** SELECTED EXCERPT follows **

Staff Specialist Neonatologist The Children’s Hospital at Westmead Kellyville, New South Wales, Australia
Background: There is huge investment in building infrastructure across the globe to enable clinicians and researchers to capture high resolution physiological data from critically unwell infants. The high-resolution data often consist of lot of artefacts due to patient movements, blood samplings and probe malposition. These artefacts need to be addressed before meaningful interpretation. Manual inspection and removal of the artefact in large datasets is not sustainable and prone to errors. A reliable machine learning algorithm to detect and remove artefacts from large datasets is needed. Objective: A proof of concept to test machine learning algorithm to detect artefacts in the invasive blood pressure data recorded from newborn infants < 30 weeks gestation. Design/Methods: This is a retrospective secondary analysis of data of a subset of infants in a prospective cohort study investigating the effect of cord clamping on cerebral oxygenation in newborn infants < 30 week gestation. Those with arterial catheter for blood pressure monitoring were included in this analysis. The blood pressure data was displayed in a graphical format with custom built C# software application with the ability to zoom into individual data points. One of the authors (EL) was trained to use the application and mark the anomalous data points. The mean blood pressure data was analysed with an ‘anomaly’ package in R software which comprised of four hyperparameters (frequency, trend, alpha, maximum anomalies). The machine learning algorithm was used to find the best hyperparameters. The accuracy metrics (sensitivity, specificity, Precision, Recall, F1-score) were calculated by comparing the machine learning algorithm to the manual identification of the anomalies by the clinician. Results: High resolution data of blood pressure signals with an average duration of 19.4hours from 43 preterm infants were analyzed. There were a total of 3.4 million data points in the dataset. The machine learning algorithm with the combination of hyperparameters (alpha=0.055, frequency=5minutes, maximum anomalies = 5.5%, trend=11hours) had the best accuracy metrics (Sensitivity 98.6, specificity 99.5, Precision 99, Recall 98.6, F1-score 98.8) when compared with the manually detected anomaly data.
Conclusion(s): A machine learning algorithm with the best hyperparameters with the highest accuracy is reported. This machine learning algorithm needs validation in a prospective study and could be potentially extended to other physiological signals with significant research and clinical implications.

** End of SELECTED EXCERPT **

▶ _LIST OF TASKS_:
(a) In the abstract on detecting blood pressure artefacts in preterm infants, how many infants' data were analyzed?
(b) Rewrite the stretch of the abstract on detecting blood pressure artefacts from "Conclusion(s): A machine" through "and clinical implications.", changing "validation" to "testing".

** AVAILABLE DATA follows **

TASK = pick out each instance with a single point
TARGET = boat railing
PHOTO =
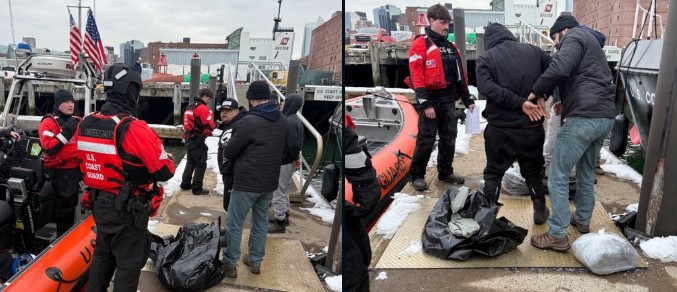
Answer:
(316, 134)
(84, 77)
(652, 17)
(533, 36)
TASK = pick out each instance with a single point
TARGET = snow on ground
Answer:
(382, 276)
(462, 139)
(632, 207)
(414, 248)
(390, 221)
(334, 283)
(661, 248)
(614, 165)
(174, 183)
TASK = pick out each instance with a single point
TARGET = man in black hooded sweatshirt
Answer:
(505, 74)
(56, 132)
(290, 162)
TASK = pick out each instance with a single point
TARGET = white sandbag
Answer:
(513, 183)
(604, 253)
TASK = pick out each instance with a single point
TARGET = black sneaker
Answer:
(420, 184)
(200, 192)
(452, 178)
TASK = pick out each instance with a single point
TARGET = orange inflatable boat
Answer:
(63, 266)
(388, 123)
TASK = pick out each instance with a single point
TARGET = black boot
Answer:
(541, 212)
(286, 219)
(277, 227)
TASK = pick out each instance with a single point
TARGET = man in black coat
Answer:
(587, 110)
(256, 148)
(505, 74)
(366, 192)
(290, 162)
(230, 113)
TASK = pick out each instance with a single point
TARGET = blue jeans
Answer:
(578, 143)
(240, 204)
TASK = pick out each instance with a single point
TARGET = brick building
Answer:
(326, 51)
(615, 18)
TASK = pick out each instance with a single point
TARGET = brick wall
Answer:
(614, 18)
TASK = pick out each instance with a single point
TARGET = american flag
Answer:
(93, 44)
(75, 42)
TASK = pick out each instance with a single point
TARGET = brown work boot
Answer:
(545, 241)
(582, 228)
(231, 272)
(541, 212)
(254, 270)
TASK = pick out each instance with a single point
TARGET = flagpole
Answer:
(11, 21)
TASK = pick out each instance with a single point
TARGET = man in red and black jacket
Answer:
(198, 124)
(438, 80)
(56, 137)
(122, 161)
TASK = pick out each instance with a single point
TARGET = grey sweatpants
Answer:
(280, 196)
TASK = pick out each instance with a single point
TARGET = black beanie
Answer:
(62, 96)
(258, 90)
(563, 22)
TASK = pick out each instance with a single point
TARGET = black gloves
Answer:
(68, 128)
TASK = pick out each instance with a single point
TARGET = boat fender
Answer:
(619, 135)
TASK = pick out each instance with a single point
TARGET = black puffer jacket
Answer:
(582, 65)
(505, 74)
(225, 167)
(256, 147)
(292, 104)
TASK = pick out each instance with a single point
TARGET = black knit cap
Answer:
(62, 96)
(563, 22)
(258, 90)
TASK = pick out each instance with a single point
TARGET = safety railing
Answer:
(316, 134)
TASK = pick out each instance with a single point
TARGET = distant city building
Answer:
(614, 18)
(350, 19)
(130, 51)
(30, 41)
(307, 35)
(383, 16)
(326, 52)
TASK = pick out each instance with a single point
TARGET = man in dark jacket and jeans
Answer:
(438, 79)
(505, 74)
(587, 111)
(256, 148)
(290, 162)
(230, 113)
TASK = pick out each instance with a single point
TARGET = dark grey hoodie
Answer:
(293, 104)
(505, 74)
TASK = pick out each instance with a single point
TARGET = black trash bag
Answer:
(189, 262)
(495, 237)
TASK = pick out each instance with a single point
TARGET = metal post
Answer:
(293, 76)
(375, 64)
(459, 32)
(334, 256)
(658, 197)
(212, 87)
(194, 77)
(176, 98)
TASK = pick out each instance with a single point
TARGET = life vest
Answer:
(105, 166)
(192, 126)
(67, 156)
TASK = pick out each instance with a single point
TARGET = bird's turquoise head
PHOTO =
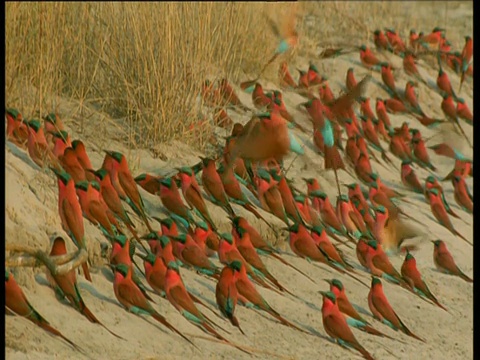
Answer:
(51, 118)
(373, 244)
(150, 258)
(227, 237)
(34, 124)
(172, 265)
(318, 229)
(181, 238)
(122, 269)
(319, 194)
(380, 209)
(12, 112)
(185, 170)
(117, 156)
(140, 177)
(164, 241)
(120, 239)
(329, 295)
(409, 256)
(62, 175)
(82, 185)
(235, 265)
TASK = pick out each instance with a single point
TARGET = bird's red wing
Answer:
(183, 300)
(338, 327)
(132, 295)
(74, 223)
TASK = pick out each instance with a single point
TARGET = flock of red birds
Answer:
(253, 158)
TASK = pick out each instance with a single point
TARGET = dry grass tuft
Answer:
(142, 64)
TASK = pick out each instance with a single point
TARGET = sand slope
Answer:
(32, 216)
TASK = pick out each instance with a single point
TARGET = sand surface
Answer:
(32, 216)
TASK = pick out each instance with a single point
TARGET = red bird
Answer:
(17, 128)
(367, 57)
(351, 82)
(466, 56)
(438, 210)
(381, 42)
(409, 178)
(226, 292)
(444, 261)
(383, 311)
(463, 112)
(461, 194)
(71, 213)
(388, 79)
(411, 274)
(448, 108)
(286, 79)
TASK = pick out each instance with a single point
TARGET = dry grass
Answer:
(143, 63)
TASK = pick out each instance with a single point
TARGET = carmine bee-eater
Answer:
(193, 194)
(410, 67)
(286, 79)
(79, 148)
(246, 249)
(149, 183)
(380, 40)
(388, 79)
(112, 199)
(72, 166)
(448, 108)
(368, 59)
(432, 183)
(444, 84)
(191, 254)
(172, 201)
(466, 56)
(319, 236)
(61, 140)
(461, 194)
(247, 290)
(228, 252)
(350, 81)
(66, 286)
(383, 311)
(379, 264)
(95, 209)
(351, 315)
(37, 145)
(120, 171)
(438, 210)
(226, 292)
(444, 262)
(411, 274)
(130, 296)
(336, 325)
(395, 41)
(71, 213)
(17, 302)
(123, 252)
(178, 296)
(17, 128)
(409, 178)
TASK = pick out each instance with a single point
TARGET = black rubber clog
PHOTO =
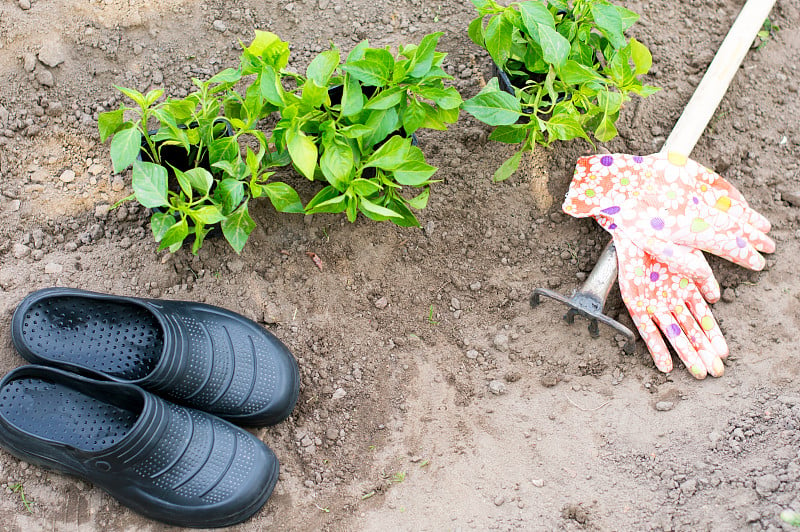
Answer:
(170, 463)
(198, 355)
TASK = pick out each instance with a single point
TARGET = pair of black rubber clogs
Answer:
(137, 396)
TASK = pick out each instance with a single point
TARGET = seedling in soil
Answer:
(350, 124)
(768, 30)
(199, 167)
(20, 489)
(570, 69)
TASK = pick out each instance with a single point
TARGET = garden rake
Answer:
(589, 300)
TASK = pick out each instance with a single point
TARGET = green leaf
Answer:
(421, 200)
(533, 14)
(375, 211)
(493, 106)
(271, 88)
(609, 23)
(208, 215)
(160, 222)
(237, 227)
(352, 98)
(321, 67)
(175, 235)
(475, 31)
(283, 197)
(365, 187)
(200, 179)
(336, 164)
(508, 168)
(149, 182)
(413, 117)
(423, 55)
(376, 69)
(498, 39)
(641, 56)
(383, 123)
(555, 48)
(181, 110)
(355, 131)
(109, 122)
(610, 102)
(229, 192)
(414, 173)
(125, 147)
(313, 96)
(327, 200)
(303, 151)
(574, 73)
(387, 98)
(513, 134)
(391, 155)
(358, 51)
(183, 182)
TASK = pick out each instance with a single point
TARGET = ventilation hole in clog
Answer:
(95, 334)
(60, 413)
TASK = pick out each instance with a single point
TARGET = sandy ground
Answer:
(397, 427)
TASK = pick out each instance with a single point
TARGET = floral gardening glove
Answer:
(659, 299)
(669, 206)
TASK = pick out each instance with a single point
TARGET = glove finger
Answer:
(709, 287)
(652, 338)
(728, 197)
(702, 314)
(726, 238)
(726, 223)
(678, 258)
(700, 342)
(740, 210)
(687, 353)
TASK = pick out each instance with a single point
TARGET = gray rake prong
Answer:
(591, 298)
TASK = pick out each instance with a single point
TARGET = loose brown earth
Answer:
(405, 335)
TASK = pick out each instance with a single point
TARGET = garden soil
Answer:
(433, 396)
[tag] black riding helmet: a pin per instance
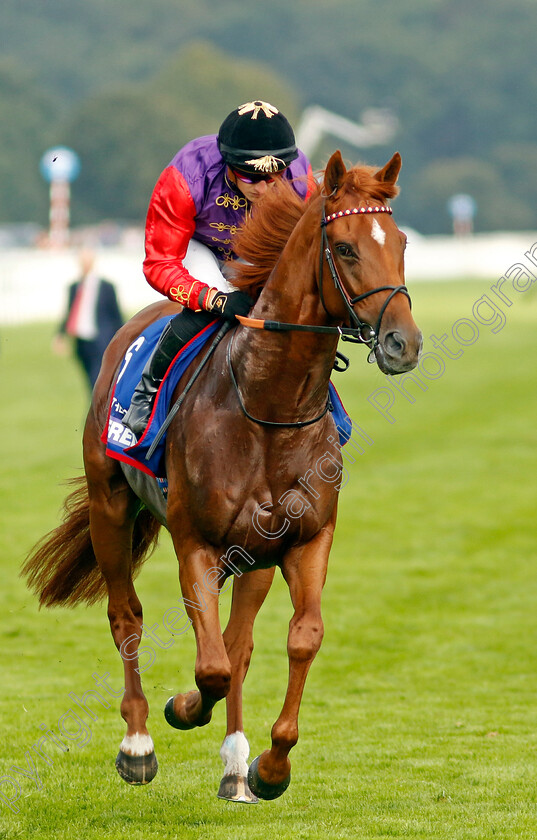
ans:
(257, 138)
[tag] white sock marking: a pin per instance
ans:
(234, 753)
(377, 233)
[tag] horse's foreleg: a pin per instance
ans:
(112, 514)
(305, 571)
(249, 592)
(213, 670)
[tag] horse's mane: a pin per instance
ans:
(264, 235)
(262, 238)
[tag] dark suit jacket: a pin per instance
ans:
(109, 320)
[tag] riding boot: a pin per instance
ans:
(175, 335)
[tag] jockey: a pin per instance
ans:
(198, 204)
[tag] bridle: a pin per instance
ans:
(360, 332)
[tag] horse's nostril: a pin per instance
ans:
(394, 343)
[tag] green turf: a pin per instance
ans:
(419, 718)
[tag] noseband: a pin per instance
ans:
(361, 332)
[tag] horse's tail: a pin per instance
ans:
(62, 569)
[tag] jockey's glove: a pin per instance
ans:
(227, 304)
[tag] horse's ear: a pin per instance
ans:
(389, 173)
(334, 173)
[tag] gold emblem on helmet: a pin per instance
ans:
(268, 163)
(257, 106)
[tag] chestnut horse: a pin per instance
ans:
(239, 455)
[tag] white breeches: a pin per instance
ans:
(202, 264)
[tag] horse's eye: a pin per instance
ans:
(345, 250)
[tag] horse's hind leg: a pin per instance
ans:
(113, 509)
(304, 569)
(249, 592)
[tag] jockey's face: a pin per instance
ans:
(251, 192)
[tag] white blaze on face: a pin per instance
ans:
(377, 233)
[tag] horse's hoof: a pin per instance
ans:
(262, 789)
(137, 769)
(177, 722)
(235, 788)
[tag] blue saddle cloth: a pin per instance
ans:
(121, 443)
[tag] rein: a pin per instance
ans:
(360, 333)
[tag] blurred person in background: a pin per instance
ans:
(199, 202)
(91, 318)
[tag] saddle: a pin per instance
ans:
(147, 454)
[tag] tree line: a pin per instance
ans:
(125, 84)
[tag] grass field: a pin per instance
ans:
(420, 713)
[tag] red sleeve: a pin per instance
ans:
(312, 183)
(169, 228)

** End of AVAILABLE DATA **

▶ _PER-TASK ANSWERS_:
(a) 43 preterm infants.

(b)
Conclusion(s): A machine learning algorithm with the best hyperparameters with the highest accuracy is reported. This machine learning algorithm needs testing in a prospective study and could be potentially extended to other physiological signals with significant research and clinical implications.